Written request – Render this sentence from the gold market report in Spanish: "Higher rates would increase the opportunity cost of holding the metal."

Provided passage –

Gold set for second weekly jump on Fed rate outlook, Greece
LONDON – Gold was little changed on Friday, on track for a second weekly gain, bolstered by the Federal Reserve’s caution on U.S. interest rate hikes and worries over Greece, but a recovering dollar capped the upside.
Spot gold XAU= was up 0.1 percent at $1,202.40 an ounce by 1136 GMT, after a 1.3 percent gain on Thursday, its biggest daily rise since mid-May. Prices have gained 1.8 percent this week so far, the biggest weekly increase in over a month.
Gold had risen to a three-week high on Thursday, due to a softer dollar after Fed policymakers said a hike would be appropriate only after further improvement in the labour market and greater confidence that inflation would rise.
“Despite this week’s dovish message from the Fed, we are fundamentally closer to a U.S. rate hike,” Danske Bank senior analyst Jens Pedersen said. “The rate move, a stronger dollar and the re-pricing of the U.S. yield curve will limit any upside.”
Non-interest-paying gold has benefited from a record-low interest rates environment following the 2007-2009 credit crisis. Higher rates would increase the opportunity cost of holding the metal.

Supplied entries –
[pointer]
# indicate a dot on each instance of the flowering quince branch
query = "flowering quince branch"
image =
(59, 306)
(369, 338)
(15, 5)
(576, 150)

Result of the exercise – Unas tasas más altas aumentarían el costo de oportunidad de mantener el metal.